### [To-do list]
a. For each statement below, say whether it agrees with the text on Irish politics, answering yes or no and quoting the deciding words of the text. (i) Loyalist paramilitaries killed almost 900 people during the conflict in the north of Ireland. (ii) The Human Development Index takes rising homelessness in Ireland into account. (iii) Climate experts rank Sinn Féin far above Fine Gael and Fianna Fáil on climate change.
b. Repeat word for word the part of the text on Irish politics between the words "The Irish Republican" and "from the truth.", inclusive.

### [Supplied text]
....

London had a pivotal role too in the partitioning of Ireland in 1921, which stands to the current day – along with the stoking of societal turmoil that took place in the north of Ireland, from the mid-to-late 20th century (“the Troubles”), resulting in many hundreds of deaths, hardship and sectarianism.

During this war in the north of Ireland which officially ended in 1998, the notorious British-supported loyalist paramilitaries killed almost 900 people, 85.5% of whom were civilians (4). It must be acknowledged that crimes were in fact committed on all sides, in what was a sometimes vicious conflict. At the root of this upheaval, lay the spectre of British dominance in the north of Ireland.

The Irish Republican Army (IRA), a branch of paramilitary organisations established from the early 20th century, was formed as a response to London’s control over Ireland. During the IRA’s existence, including that of its splinter groups, some serious misjudgments were made and occasional atrocities were committed in their war against British rule (5). However, the IRA’s actions were a tiny fraction as destructive in comparison to the assaults unleashed on Ireland by British actions. The mass media, in both Britain and Ireland, have for years portrayed the IRA as the real villains when it is a long way from the truth.

Meanwhile, time advances and circumstances change. According to the UN Human Development Index (HDI) Ireland now has the 3rd best living standard on earth, even higher than Germany, Sweden and the US (6). As useful as the HDI is, it has a few flaws and does not take into account rising homelessness in Ireland, growing levels of inequality, along with drug use and gambling problems.

Regarding the fall off of support for Fine Gael and Fianna Fáil, the reasons behind it includes their support of implementation for crippling austerity measures following the recession of over a decade ago. Bank bailouts were furthermore ordered at the expense of a population left holding the bill, as many of the culprits responsible for the crash escaped without charge.

Influencing the Irish electorate also, has been the regression in health service standards and the deliberate attacks on social security which further erodes democracy, coupled with escalating rent and housing costs. It is effectively a class war that has been pursued. Overall results of this are even more severe in Europe by comparison to America. The European Union has pursued unnecessary, self-destructive actions under an autocratic and unelected troika (European Commission, European Central Bank and IMF). This in turn has destabilised the EU’s very foundations.

Establishment parties are simply unwilling, or perhaps unable, to address the above crises in a country like Ireland awash with money – plenty of which is directed towards the top 10% in society. (7)

Throughout its election campaign, Sinn Féin turned their focus towards issues of immediate relevance to people, such as the health and housing calamities, reaping rich rewards for them in the voting booths. Yet Sinn Féin’s strategy on climate change is far less encouraging, and they rank only slightly higher than Fine Gael and Fianna Fáil according to the assessments of climate experts, including John Sweeney, a climatologist of international renown. (8)

....

### [Stored rows]
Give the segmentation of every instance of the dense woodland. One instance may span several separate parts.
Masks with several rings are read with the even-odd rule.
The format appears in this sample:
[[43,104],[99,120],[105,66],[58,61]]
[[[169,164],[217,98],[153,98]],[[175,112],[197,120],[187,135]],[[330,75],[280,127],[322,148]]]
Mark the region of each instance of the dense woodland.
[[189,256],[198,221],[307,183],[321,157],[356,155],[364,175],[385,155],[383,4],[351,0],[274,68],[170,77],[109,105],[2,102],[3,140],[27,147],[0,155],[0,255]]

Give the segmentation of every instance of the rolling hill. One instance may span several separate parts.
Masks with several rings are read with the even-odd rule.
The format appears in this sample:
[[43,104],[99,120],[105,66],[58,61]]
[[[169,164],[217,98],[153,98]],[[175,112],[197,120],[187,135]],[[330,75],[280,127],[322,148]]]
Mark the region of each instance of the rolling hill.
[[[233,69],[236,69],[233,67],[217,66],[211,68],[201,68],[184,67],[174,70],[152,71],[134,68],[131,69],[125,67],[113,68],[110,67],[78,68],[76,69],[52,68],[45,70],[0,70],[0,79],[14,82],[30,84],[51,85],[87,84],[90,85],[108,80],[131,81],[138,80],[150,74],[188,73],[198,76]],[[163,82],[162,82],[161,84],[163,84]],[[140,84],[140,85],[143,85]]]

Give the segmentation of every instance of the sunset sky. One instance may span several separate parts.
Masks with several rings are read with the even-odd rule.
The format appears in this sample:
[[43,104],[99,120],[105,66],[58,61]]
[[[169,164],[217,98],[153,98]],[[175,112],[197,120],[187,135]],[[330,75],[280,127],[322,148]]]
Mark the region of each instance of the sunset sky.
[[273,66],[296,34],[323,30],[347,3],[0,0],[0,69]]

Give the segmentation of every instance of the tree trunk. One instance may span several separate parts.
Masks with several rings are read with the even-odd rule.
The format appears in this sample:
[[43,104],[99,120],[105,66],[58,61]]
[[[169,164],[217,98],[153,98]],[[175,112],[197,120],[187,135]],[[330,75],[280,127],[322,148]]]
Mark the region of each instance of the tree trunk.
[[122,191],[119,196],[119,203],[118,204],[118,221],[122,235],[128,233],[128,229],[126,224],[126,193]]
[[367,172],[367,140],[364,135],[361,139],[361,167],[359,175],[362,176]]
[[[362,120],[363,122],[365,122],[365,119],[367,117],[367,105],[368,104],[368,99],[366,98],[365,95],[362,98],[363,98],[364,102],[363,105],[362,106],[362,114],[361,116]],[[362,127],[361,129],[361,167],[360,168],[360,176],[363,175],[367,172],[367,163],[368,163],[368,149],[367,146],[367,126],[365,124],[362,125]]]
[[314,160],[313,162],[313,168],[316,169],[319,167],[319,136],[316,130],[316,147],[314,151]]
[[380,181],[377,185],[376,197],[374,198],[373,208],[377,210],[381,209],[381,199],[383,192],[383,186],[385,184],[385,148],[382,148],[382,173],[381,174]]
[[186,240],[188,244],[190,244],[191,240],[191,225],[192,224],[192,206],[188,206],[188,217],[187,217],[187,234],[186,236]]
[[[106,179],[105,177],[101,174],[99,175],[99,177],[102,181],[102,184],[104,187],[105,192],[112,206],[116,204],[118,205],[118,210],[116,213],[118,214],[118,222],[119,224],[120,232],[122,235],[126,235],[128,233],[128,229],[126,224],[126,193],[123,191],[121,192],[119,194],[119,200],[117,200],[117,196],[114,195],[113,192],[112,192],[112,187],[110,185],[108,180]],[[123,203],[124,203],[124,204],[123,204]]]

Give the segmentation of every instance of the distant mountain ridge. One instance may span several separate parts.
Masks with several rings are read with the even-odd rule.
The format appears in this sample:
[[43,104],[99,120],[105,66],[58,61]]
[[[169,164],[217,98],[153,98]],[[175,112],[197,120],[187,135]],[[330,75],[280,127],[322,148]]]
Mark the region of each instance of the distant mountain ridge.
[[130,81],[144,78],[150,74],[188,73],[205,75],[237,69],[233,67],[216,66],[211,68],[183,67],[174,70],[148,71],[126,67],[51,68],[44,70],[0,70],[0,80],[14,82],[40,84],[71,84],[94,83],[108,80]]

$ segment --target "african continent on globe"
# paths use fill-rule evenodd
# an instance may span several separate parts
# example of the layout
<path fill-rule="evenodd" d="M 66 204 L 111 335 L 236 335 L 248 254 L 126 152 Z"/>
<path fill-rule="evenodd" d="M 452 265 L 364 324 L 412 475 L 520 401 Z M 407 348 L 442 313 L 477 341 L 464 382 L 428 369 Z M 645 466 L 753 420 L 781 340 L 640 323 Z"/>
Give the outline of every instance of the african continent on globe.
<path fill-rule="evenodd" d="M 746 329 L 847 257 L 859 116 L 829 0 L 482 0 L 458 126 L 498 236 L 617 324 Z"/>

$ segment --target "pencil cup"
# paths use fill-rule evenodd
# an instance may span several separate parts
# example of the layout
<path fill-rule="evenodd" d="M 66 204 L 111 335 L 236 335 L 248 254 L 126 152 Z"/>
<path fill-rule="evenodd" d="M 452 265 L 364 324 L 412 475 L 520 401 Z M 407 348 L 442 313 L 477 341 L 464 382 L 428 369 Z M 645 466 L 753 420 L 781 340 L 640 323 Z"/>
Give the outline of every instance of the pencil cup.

....

### [Solutions for each task]
a.
(i) Yes: "the notorious British-supported loyalist paramilitaries killed almost 900 people"
(ii) No: "does not take into account rising homelessness in Ireland"
(iii) No: "they rank only slightly higher than Fine Gael and Fianna Fáil"

b.
The Irish Republican Army (IRA), a branch of paramilitary organisations established from the early 20th century, was formed as a response to London’s control over Ireland. During the IRA’s existence, including that of its splinter groups, some serious misjudgments were made and occasional atrocities were committed in their war against British rule (5). However, the IRA’s actions were a tiny fraction as destructive in comparison to the assaults unleashed on Ireland by British actions. The mass media, in both Britain and Ireland, have for years portrayed the IRA as the real villains when it is a long way from the truth.